The problem: Give an exact copy of the data that follows.

Data supplied:
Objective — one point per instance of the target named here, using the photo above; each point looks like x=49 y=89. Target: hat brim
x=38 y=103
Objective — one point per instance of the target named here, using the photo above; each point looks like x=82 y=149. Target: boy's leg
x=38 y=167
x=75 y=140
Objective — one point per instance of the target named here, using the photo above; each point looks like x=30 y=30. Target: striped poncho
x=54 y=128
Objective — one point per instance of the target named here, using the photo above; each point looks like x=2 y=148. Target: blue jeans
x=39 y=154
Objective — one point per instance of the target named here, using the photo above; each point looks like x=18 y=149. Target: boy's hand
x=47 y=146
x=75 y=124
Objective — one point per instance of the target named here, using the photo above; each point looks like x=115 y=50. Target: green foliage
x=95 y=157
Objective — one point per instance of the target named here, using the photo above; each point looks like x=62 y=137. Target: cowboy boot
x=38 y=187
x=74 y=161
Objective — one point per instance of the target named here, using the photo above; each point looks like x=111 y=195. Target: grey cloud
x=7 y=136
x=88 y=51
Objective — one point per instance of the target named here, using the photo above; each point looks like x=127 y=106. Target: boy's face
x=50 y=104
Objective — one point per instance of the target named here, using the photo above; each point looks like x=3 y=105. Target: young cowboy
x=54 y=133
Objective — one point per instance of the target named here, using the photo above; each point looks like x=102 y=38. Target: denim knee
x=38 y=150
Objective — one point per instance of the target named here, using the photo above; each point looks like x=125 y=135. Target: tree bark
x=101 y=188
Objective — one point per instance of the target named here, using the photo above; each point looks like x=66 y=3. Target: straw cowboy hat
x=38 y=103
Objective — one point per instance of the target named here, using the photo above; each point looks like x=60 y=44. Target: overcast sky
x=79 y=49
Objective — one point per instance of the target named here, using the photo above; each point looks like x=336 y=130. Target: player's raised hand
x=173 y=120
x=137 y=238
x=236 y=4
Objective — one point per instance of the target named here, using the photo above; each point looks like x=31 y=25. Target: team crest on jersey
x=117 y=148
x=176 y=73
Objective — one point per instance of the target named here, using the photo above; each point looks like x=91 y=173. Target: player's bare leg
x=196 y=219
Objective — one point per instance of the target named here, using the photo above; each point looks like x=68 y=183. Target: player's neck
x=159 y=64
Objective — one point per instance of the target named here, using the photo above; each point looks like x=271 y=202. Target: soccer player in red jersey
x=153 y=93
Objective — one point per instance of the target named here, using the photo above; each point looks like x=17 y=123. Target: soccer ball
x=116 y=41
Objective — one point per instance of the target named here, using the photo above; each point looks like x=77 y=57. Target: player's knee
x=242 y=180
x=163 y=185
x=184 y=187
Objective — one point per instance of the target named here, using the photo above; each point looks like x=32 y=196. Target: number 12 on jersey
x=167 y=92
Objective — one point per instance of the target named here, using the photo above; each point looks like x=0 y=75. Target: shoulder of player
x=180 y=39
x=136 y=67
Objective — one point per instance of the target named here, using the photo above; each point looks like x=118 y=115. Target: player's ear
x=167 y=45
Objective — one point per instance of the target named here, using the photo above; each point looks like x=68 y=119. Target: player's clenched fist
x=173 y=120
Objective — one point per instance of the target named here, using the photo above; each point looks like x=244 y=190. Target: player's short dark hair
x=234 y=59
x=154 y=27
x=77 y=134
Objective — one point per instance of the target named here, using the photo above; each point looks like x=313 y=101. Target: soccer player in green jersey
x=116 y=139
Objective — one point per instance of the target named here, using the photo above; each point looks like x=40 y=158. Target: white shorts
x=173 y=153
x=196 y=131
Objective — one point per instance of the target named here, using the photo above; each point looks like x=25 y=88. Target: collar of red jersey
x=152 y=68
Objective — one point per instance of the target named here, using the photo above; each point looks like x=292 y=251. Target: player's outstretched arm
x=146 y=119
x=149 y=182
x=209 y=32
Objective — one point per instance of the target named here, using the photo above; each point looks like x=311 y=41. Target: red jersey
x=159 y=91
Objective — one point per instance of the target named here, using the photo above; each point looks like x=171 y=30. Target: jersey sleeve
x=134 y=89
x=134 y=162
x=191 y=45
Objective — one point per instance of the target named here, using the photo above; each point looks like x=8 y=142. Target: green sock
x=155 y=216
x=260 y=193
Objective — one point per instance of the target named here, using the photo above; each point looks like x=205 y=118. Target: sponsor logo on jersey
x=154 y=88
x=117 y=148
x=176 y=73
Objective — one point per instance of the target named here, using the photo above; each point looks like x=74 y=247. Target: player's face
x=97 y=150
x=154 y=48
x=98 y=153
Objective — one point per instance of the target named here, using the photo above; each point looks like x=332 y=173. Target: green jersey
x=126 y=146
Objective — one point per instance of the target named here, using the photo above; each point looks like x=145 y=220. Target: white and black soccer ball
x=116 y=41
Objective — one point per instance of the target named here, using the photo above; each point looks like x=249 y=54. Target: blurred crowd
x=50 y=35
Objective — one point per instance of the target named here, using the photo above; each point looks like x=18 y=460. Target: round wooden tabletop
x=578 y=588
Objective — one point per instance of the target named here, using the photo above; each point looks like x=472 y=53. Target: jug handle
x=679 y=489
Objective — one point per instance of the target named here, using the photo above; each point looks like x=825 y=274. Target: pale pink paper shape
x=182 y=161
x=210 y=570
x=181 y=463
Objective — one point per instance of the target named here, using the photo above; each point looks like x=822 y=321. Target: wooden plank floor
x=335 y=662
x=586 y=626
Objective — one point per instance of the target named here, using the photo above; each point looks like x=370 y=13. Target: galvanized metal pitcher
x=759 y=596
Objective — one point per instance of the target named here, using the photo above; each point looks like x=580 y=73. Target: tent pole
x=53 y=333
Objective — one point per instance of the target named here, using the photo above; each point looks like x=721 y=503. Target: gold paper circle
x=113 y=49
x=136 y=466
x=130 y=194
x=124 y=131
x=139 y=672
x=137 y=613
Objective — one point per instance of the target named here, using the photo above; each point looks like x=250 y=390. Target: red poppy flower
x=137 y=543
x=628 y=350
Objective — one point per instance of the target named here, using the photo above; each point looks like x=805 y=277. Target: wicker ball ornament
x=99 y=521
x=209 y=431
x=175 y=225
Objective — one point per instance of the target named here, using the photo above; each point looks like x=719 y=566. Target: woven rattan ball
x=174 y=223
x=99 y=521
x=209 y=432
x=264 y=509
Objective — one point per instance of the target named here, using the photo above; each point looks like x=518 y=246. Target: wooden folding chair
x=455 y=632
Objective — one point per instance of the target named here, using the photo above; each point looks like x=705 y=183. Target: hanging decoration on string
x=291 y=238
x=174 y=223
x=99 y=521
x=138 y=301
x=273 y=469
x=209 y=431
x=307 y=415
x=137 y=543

Written answer:
Objective — one point per instance of the target named here, using the photo above; each point looks like x=49 y=89. Target: hat brim
x=38 y=103
Objective — one point per instance of the target named here, using the photo above; each point looks like x=82 y=149. Target: boy's leg
x=38 y=167
x=75 y=140
Objective — one point per instance of the target named here, using the photo above; each point looks like x=30 y=30. Target: striped poncho
x=54 y=128
Objective — one point per instance of the target named here, using the photo above; each point looks like x=2 y=148. Target: blue jeans
x=39 y=154
Objective — one point per instance of the target named here, using the photo above; each point looks like x=18 y=149. Target: boy's hand
x=47 y=146
x=75 y=124
Objective — one point per instance of the target named here, using the photo above; each point looks like x=115 y=50. Target: green foliage
x=95 y=157
Objective — one point per instance of the target named here, using the photo above; each point looks like x=62 y=137. Target: cowboy boot
x=38 y=187
x=74 y=161
Objective — one point per instance of the target named here, using the photo above; each point looks like x=111 y=195. Target: grey cloud
x=7 y=136
x=88 y=51
Objective — one point per instance of the target named here, using the photo above; each point looks like x=127 y=106. Target: boy's face
x=50 y=104
Objective — one point per instance of the target named here, using the photo above; each point looks like x=3 y=105. Target: young cowboy
x=54 y=133
Objective — one point per instance of the target named here, using the photo above; each point looks like x=102 y=38. Target: denim knee
x=38 y=150
Objective — one point per instance of the target named here, using the photo above; each point looks like x=125 y=135. Target: tree bark
x=101 y=188
Objective — one point per instance of the target named here, using the photo above; each point looks like x=66 y=3. Target: straw cowboy hat
x=38 y=103
Objective — one point per instance of the target named here, using the photo above; each point looks like x=60 y=44. Target: overcast sky
x=79 y=49
Objective — one point per instance of the target named here, using the photo above; each point looks like x=336 y=130. Target: player's raised hand
x=173 y=120
x=137 y=238
x=236 y=4
Objective — one point per instance of the target named here, using the photo above; each point looks like x=31 y=25. Target: team crest on jersey
x=117 y=148
x=176 y=73
Objective — one point per instance of the target named here, using the photo above; each point looks like x=91 y=173. Target: player's bare leg
x=196 y=219
Objective — one point per instance of the target named here, using the photo above; each point looks like x=68 y=183. Target: player's neck
x=159 y=64
Objective — one point per instance of the target named here, using the photo above; each point looks like x=271 y=202. Target: soccer player in red jersey
x=153 y=93
Objective — one point per instance of the target named here, using the photo above; each point looks like x=17 y=123. Target: soccer ball
x=116 y=41
Objective — one point per instance of the target named here, using the photo above; each point looks like x=77 y=57. Target: player's knee
x=242 y=180
x=163 y=185
x=184 y=187
Objective — one point per instance of the target named here, using the photo above; each point looks like x=32 y=196. Target: number 12 on jersey
x=167 y=92
Objective — one point per instance of the target named here, using the photo above; each point looks like x=0 y=75. Target: shoulder of player
x=180 y=39
x=136 y=67
Objective — one point per instance of the target named here, using the photo above; each point looks like x=118 y=115. Target: player's ear
x=167 y=45
Objective — one point per instance of the target named here, using the photo above; each point looks like x=68 y=119. Target: player's clenched fist
x=173 y=120
Objective — one point per instance of the target named here, using the photo above; each point looks like x=244 y=190. Target: player's short dark hair
x=234 y=59
x=154 y=27
x=77 y=134
Objective — one point per instance of the target named here, using the photo above; each point looks like x=313 y=101. Target: soccer player in green jersey
x=116 y=139
Objective — one point per instance of the target named here, using the photo above; each point looks like x=40 y=158. Target: white shorts
x=173 y=153
x=196 y=131
Objective — one point per instance of the target named here, using the photo above; each point looks like x=25 y=88. Target: collar of red jersey
x=152 y=68
Objective — one point per instance of the target named here, using the photo above; each point looks like x=292 y=251. Target: player's outstretched arm
x=146 y=119
x=149 y=182
x=209 y=32
Objective — one point per instance of the target named here, using the photo above; each point looks like x=311 y=41. Target: red jersey
x=159 y=91
Objective — one point per instance of the target named here, using the photo above; each point looks like x=171 y=30. Target: jersey sleeve
x=134 y=89
x=134 y=162
x=191 y=45
Objective — one point per instance of the target named here, using the photo above; each point looks like x=8 y=142. Target: green sock
x=155 y=216
x=260 y=193
Objective — one point per instance of the target named here, using the photo above; each point looks like x=205 y=118. Target: sponsor logo on jersey
x=154 y=88
x=117 y=148
x=176 y=73
Objective — one point per instance of the target named here, using the photo above; each point looks like x=74 y=247. Target: player's face
x=97 y=150
x=154 y=48
x=98 y=153
Objective — one point per instance of the target named here, using the photo above; each point looks like x=332 y=173. Target: green jersey
x=126 y=146
Objective — one point per instance of the target named here, using the photo above; each point looks like x=145 y=220. Target: white and black soccer ball
x=116 y=41
Objective — one point per instance of the target named here, using the photo above; each point looks like x=249 y=54. Target: blurred crowd
x=50 y=35
Objective — one point per instance of the target named here, using the photo above; each point looks like x=18 y=460. Target: round wooden tabletop
x=578 y=588
Objective — one point per instance of the target named here, using the photo above; each point looks like x=472 y=53. Target: jug handle
x=679 y=489
Objective — one point per instance of the target named here, using the photo above; each point looks like x=825 y=274. Target: pale pink paper shape
x=182 y=161
x=210 y=570
x=181 y=463
Objective — one point per instance of the target named here, using the photo above; each point looks like x=822 y=321. Target: wooden plank floor
x=335 y=662
x=586 y=626
Objective — one point per instance of the target named here, using the photo above; each point looks like x=370 y=13. Target: galvanized metal pitcher
x=759 y=596
Objective — one point per instance of the target named here, using the photo above; each point looks like x=580 y=73. Target: tent pole
x=53 y=333
Objective — one point per instance of the target named here, using the photo above; each point looks like x=721 y=503. Target: gold paper circle
x=113 y=49
x=136 y=466
x=130 y=194
x=124 y=131
x=139 y=672
x=137 y=613
Objective — one point per instance of the target named here, using the photo above; each point looks like x=250 y=390. Target: red poppy flower
x=137 y=543
x=628 y=350
Objective — one point per instance of the target named here, using the photo above; each point looks like x=805 y=277. Target: wicker ball ornament
x=99 y=521
x=209 y=431
x=175 y=225
Objective — one point per instance of the target named here, using the photo above; each point looks like x=719 y=566. Target: woven rattan ball
x=174 y=223
x=99 y=521
x=209 y=432
x=264 y=509
Objective — one point per instance of the target named here, using the photo above; each point looks like x=518 y=246. Target: wooden folding chair
x=455 y=632
Objective — one point per instance of the target named here, using the photo above; each point looks like x=705 y=183. Target: hanging decoration on string
x=291 y=238
x=174 y=223
x=99 y=521
x=138 y=301
x=273 y=469
x=209 y=431
x=307 y=415
x=137 y=543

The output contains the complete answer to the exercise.